#### About this task
Repeat nothing but the lines below running from the one containing "Note: one point per instance of the white dress, never" to the one containing "Note: one point per instance of the man's lips, never". Keep both end lines.

#### Records shown
%%

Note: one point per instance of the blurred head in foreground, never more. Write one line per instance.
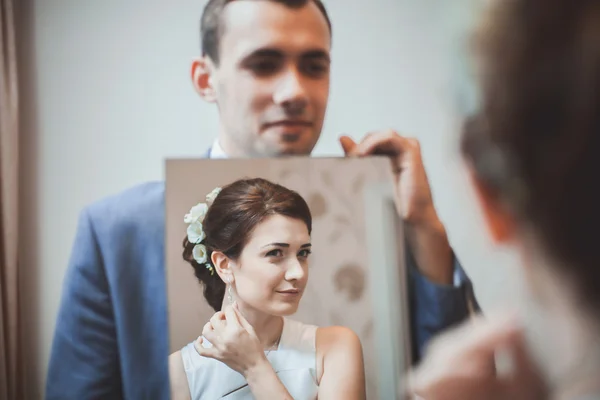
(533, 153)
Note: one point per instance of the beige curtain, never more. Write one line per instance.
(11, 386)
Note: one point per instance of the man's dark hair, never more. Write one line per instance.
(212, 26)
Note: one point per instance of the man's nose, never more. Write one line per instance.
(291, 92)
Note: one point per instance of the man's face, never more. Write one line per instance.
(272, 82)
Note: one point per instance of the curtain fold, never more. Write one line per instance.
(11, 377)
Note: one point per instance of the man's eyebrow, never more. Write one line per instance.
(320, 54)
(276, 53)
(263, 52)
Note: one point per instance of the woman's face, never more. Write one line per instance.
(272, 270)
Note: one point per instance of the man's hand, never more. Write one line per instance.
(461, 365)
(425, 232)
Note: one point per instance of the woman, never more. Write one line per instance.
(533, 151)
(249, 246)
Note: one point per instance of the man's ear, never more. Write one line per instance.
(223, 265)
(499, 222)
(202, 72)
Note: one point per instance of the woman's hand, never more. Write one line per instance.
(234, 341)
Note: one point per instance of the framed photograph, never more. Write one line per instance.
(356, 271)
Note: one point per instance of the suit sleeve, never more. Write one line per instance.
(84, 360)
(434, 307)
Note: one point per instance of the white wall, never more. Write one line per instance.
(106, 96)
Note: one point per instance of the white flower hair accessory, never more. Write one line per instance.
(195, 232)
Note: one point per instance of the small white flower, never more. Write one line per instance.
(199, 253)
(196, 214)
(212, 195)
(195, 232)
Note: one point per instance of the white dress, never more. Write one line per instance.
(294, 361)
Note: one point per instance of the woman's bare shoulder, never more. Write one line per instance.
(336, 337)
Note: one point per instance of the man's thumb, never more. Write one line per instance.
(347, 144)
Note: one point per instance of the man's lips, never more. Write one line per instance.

%%
%%

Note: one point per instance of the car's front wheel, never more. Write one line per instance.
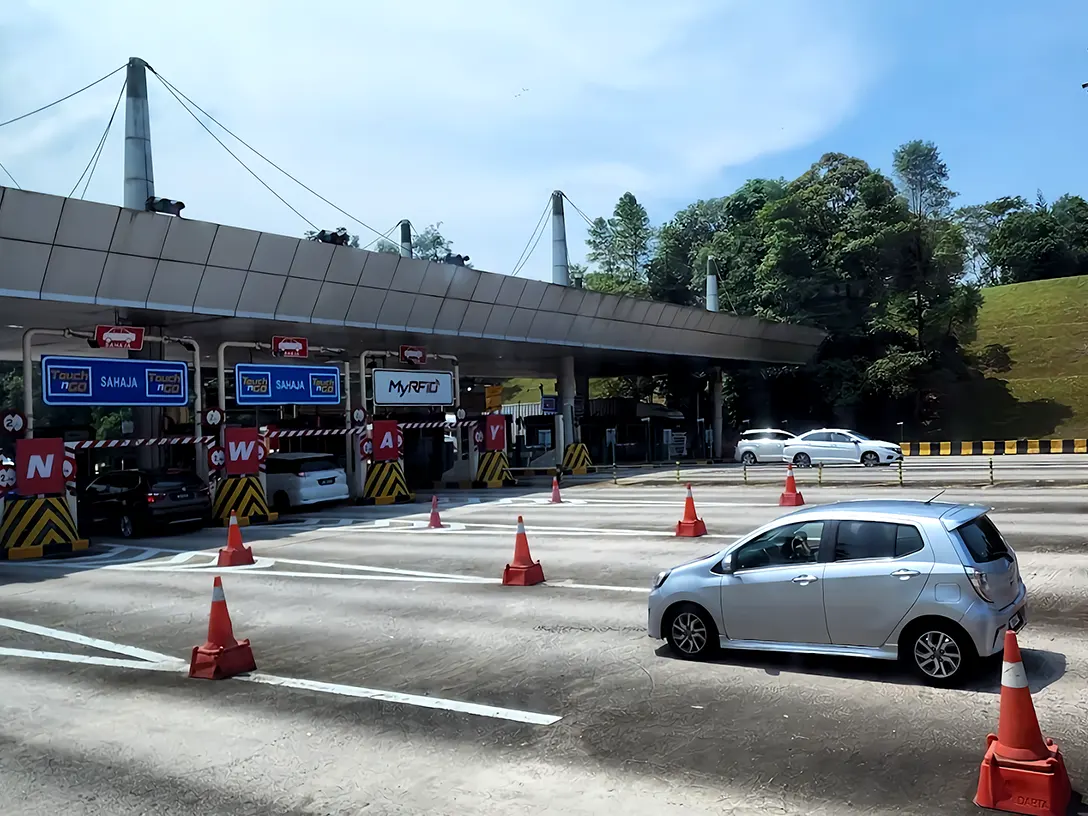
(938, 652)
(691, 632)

%%
%%

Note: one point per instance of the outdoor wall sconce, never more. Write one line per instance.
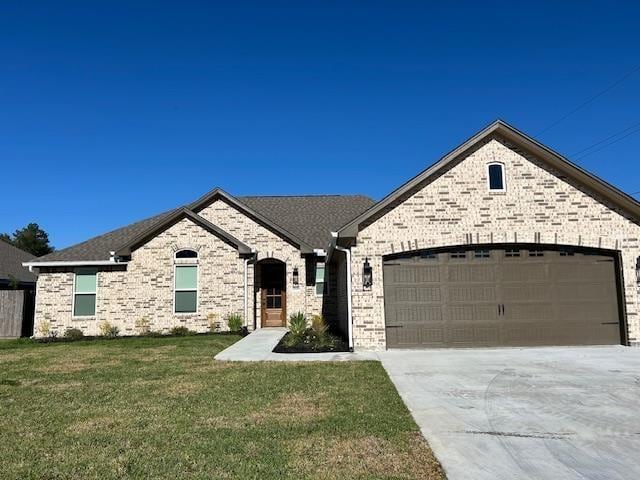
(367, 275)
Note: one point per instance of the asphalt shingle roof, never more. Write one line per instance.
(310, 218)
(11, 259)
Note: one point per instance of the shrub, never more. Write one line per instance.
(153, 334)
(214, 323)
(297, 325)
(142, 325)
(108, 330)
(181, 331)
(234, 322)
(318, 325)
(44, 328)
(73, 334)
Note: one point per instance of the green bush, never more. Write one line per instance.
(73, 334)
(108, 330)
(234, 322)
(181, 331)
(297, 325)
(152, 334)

%%

#### Expected answer
Note: one point per instance of the white dress, never more. Write one line per instance.
(294, 361)
Note: one point per instance of the woman's bare shoulder, never more. Write one line per instance.
(336, 337)
Note: one point per instance of the man's thumb, never more. Write one line per instance.
(347, 144)
Note: one point per instance of the man's lips, never more. Write one line per instance.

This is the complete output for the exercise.